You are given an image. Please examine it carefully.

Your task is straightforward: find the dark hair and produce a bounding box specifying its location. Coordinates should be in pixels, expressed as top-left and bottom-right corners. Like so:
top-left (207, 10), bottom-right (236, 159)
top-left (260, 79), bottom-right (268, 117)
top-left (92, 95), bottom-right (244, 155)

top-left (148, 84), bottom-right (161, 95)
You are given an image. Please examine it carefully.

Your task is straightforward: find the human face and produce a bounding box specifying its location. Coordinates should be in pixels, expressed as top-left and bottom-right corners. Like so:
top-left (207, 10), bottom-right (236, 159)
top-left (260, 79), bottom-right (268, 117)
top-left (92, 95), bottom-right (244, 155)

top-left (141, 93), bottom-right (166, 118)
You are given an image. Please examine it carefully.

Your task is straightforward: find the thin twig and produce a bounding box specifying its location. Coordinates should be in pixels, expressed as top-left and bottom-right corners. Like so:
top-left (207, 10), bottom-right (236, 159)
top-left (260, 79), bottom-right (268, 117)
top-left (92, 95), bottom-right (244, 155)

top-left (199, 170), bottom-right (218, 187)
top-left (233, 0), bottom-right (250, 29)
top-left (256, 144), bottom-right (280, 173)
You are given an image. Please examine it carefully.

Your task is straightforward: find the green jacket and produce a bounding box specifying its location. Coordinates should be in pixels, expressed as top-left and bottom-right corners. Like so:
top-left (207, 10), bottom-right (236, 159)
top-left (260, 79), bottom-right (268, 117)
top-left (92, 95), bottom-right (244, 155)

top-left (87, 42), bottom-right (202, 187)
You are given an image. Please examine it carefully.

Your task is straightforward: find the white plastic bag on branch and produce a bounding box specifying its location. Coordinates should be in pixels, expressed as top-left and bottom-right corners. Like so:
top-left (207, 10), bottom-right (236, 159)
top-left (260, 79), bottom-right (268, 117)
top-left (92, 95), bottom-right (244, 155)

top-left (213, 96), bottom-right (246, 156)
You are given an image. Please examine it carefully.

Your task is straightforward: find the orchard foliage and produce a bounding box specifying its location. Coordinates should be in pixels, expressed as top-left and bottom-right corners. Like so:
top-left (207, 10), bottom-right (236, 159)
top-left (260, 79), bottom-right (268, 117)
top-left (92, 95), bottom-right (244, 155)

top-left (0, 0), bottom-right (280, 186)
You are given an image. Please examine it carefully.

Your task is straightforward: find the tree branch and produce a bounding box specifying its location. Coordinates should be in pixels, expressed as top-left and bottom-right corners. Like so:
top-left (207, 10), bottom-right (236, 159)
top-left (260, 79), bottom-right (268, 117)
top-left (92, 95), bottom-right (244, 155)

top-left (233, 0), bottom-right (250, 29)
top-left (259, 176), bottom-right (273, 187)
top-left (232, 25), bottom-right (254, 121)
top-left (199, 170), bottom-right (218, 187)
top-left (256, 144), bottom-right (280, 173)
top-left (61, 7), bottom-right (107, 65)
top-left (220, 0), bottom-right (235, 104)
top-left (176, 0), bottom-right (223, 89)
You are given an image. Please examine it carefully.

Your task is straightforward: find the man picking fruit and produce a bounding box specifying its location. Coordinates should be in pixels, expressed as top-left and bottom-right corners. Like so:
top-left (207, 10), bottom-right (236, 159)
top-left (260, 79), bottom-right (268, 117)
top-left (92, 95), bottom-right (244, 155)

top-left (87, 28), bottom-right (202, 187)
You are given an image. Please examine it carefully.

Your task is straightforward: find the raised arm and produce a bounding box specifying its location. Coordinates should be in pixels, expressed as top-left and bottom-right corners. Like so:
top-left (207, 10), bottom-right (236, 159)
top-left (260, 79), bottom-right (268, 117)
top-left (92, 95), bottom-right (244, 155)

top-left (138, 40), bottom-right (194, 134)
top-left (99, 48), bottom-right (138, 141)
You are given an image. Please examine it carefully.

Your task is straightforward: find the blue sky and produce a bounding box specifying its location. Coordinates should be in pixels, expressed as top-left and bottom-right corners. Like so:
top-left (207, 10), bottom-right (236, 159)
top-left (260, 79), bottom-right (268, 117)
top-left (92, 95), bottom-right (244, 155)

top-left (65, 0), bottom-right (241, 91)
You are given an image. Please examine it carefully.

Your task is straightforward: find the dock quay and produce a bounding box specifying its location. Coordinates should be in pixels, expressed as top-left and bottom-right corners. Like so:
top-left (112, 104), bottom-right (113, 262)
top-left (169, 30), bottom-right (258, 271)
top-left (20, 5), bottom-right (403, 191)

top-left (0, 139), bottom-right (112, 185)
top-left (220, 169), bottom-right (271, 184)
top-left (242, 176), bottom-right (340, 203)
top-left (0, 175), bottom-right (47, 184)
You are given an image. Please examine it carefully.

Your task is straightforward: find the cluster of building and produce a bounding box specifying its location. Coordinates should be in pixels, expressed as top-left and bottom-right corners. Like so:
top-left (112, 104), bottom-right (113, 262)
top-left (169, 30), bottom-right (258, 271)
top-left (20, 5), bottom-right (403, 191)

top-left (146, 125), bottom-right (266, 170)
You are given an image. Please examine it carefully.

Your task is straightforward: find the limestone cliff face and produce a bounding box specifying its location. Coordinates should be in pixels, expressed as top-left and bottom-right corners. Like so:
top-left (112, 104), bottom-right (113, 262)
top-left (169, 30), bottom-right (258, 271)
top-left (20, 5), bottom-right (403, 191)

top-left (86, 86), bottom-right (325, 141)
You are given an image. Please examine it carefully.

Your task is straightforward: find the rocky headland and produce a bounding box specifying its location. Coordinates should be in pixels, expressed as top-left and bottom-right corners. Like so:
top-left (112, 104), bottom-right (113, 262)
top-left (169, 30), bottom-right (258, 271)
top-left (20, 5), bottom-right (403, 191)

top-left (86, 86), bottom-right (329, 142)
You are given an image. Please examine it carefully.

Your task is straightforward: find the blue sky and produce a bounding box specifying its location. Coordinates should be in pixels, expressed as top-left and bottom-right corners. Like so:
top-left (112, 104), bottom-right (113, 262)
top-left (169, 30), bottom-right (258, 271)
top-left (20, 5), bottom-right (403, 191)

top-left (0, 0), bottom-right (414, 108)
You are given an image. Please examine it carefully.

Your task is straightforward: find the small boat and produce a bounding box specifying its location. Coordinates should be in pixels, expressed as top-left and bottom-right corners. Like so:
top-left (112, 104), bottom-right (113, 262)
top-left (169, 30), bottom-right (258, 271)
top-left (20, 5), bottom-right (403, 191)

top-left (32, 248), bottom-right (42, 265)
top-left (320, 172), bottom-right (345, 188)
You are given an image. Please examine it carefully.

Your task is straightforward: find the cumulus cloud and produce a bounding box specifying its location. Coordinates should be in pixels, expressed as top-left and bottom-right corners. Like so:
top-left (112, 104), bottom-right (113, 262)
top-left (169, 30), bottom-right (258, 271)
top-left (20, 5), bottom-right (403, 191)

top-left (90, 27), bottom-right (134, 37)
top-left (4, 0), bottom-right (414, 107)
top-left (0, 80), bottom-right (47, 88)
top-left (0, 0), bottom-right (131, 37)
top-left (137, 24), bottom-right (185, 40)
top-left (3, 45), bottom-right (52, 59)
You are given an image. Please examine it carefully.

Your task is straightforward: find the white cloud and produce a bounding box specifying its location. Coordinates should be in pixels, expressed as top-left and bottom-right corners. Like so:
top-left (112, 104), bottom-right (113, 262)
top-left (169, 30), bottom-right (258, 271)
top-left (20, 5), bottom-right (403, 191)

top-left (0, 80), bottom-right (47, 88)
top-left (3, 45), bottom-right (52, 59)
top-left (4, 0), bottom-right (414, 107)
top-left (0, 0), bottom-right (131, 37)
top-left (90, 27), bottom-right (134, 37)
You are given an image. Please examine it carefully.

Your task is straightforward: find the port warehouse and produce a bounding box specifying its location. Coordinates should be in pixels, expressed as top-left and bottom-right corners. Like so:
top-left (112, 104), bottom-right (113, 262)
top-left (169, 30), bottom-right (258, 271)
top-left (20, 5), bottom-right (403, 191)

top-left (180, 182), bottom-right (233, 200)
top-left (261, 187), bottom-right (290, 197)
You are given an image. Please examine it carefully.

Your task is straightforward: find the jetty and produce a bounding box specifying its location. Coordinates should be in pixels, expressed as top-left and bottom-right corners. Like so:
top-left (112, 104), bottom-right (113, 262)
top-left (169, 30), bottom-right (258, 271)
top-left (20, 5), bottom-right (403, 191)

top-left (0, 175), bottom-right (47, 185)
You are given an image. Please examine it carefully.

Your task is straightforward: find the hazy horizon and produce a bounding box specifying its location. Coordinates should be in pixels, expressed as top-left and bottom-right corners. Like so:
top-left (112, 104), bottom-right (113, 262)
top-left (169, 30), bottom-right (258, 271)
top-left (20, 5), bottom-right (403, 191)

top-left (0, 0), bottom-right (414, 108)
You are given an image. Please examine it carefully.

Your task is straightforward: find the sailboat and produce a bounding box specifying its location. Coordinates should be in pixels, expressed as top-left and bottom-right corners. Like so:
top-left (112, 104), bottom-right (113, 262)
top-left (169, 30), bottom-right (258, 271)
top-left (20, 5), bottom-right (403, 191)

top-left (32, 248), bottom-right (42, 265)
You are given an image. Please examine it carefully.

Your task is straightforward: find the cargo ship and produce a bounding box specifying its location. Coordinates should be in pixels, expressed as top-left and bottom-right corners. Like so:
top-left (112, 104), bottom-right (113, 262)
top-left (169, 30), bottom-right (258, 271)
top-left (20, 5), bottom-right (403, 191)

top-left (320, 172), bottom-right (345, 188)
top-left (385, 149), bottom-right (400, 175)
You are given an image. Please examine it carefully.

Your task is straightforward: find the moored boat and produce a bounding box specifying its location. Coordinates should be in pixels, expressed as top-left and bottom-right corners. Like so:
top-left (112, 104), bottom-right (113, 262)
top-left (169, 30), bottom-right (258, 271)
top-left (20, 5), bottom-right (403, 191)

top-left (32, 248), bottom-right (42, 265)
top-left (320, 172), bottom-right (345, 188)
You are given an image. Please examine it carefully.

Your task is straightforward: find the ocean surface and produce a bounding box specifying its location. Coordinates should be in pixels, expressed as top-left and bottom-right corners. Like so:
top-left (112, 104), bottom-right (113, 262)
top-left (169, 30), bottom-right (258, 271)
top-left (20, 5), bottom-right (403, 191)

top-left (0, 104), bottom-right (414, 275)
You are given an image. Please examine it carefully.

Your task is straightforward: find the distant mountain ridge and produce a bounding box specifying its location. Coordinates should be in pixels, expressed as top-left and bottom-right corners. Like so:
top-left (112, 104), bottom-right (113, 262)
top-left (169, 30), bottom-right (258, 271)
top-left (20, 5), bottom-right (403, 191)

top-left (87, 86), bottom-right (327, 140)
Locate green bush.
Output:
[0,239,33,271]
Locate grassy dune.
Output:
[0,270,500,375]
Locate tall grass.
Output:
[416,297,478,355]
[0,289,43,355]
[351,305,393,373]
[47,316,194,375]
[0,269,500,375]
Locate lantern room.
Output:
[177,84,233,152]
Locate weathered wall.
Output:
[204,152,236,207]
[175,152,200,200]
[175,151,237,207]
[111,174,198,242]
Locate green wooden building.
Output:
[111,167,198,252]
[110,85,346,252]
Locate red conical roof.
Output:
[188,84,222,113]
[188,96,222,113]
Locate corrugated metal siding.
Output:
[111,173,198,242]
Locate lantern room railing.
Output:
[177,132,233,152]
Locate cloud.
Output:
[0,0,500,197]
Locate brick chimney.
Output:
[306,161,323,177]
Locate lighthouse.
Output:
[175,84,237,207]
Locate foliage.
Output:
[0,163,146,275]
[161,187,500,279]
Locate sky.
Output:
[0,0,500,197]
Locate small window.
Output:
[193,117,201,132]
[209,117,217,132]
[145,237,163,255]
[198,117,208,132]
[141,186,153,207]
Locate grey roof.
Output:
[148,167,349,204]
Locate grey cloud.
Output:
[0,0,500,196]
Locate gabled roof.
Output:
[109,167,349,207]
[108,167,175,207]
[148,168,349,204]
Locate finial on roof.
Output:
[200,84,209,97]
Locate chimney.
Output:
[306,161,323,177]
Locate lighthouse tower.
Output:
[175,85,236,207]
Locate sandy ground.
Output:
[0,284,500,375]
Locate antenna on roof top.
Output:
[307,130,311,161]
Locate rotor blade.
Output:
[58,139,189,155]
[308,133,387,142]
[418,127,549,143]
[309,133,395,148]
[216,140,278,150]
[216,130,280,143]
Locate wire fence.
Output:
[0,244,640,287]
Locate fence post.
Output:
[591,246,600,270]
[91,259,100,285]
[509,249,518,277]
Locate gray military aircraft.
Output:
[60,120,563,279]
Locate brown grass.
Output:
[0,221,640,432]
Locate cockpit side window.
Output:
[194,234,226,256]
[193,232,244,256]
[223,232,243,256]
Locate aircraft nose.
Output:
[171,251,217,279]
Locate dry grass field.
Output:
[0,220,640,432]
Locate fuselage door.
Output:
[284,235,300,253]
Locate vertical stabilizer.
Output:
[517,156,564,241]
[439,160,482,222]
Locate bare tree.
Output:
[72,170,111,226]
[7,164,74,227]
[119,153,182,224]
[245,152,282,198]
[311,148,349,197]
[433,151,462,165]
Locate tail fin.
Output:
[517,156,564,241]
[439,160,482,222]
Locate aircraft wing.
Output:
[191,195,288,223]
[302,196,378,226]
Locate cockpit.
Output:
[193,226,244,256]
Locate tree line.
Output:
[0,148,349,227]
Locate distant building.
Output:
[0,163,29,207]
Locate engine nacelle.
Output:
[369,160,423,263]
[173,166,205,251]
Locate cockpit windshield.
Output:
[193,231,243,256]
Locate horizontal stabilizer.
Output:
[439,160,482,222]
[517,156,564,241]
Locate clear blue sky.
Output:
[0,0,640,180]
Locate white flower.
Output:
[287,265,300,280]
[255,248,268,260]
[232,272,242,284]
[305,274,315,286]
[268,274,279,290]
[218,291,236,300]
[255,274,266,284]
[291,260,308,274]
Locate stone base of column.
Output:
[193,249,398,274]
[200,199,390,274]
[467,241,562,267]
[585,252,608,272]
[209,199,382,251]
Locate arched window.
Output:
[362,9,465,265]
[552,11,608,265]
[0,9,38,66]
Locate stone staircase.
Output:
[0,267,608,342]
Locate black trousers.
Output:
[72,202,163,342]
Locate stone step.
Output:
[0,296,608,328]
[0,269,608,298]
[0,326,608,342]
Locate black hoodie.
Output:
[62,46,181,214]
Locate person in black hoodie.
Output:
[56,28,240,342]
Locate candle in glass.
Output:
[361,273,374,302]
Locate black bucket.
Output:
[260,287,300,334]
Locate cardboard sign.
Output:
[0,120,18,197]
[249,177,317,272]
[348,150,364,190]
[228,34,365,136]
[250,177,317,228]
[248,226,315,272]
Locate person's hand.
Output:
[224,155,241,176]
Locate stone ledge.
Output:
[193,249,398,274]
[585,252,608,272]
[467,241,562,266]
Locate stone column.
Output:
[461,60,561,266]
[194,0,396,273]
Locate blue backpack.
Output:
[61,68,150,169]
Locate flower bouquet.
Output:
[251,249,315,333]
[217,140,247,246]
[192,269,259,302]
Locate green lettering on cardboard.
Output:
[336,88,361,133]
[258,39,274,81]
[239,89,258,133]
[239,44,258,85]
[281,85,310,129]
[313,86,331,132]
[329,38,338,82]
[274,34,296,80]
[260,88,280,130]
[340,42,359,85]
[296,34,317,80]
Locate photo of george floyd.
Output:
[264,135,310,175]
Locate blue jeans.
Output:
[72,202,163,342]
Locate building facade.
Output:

- **EXERCISE DETAILS**: Please rewrite the part of the records that opens with the line containing "Locate brick chimney." and closes with the line containing "[216,130,280,143]", replacing "Locate" with "Find" and leaving everything else unchanged.

- **WRITTEN ANSWER**:
Find brick chimney.
Output:
[306,161,323,177]
Find lighthouse.
Output:
[175,84,237,207]
Find foliage.
Output:
[0,163,146,275]
[161,187,500,279]
Find sky.
Output:
[0,0,500,197]
Find small window.
Output:
[193,117,201,132]
[209,117,217,132]
[145,237,163,255]
[198,117,208,132]
[141,186,153,207]
Find grey roof.
Output:
[148,167,349,204]
Find grey cloud.
Output:
[0,0,500,196]
Find gabled roof.
Output:
[109,167,349,207]
[108,167,175,207]
[148,168,349,204]
Find finial on roof.
Output:
[200,84,209,97]
Find chimney.
Output:
[306,161,323,177]
Find lighthouse tower.
Output:
[175,85,236,207]
Find sandy ground.
Output:
[0,284,500,375]
Find antenna on roof top.
Output:
[307,130,311,161]
Find rotor blade.
Output:
[58,139,189,155]
[308,133,387,142]
[418,127,549,143]
[309,133,395,148]
[216,140,278,150]
[216,130,280,143]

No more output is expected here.